Bounding box annotation entries:
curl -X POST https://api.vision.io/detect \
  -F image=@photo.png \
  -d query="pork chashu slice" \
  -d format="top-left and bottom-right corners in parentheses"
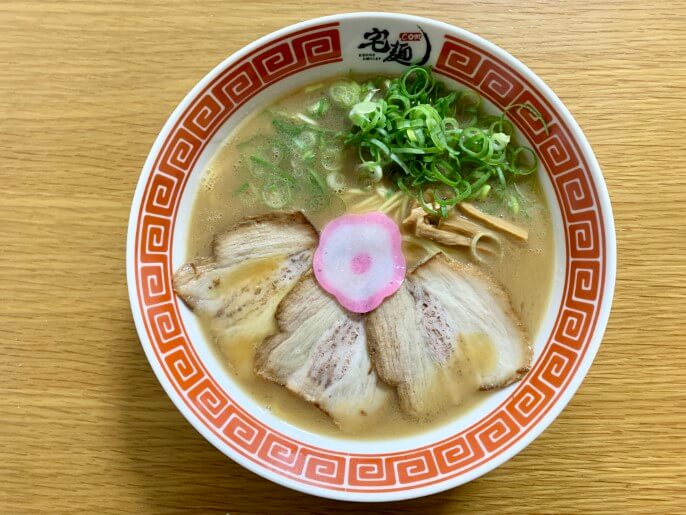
top-left (367, 254), bottom-right (531, 417)
top-left (173, 213), bottom-right (318, 345)
top-left (255, 275), bottom-right (393, 430)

▶ [Task description] Can you quote each item above line for line, leaving out the pictures?

▶ [Response to the exercise]
curl -X POST https://api.vision.io/detect \
  -F image=@photo.png \
  -d query="pork chashu slice" \
  -d format="top-left and bottom-right corners in parentheses"
top-left (367, 254), bottom-right (531, 417)
top-left (173, 213), bottom-right (318, 345)
top-left (255, 275), bottom-right (393, 430)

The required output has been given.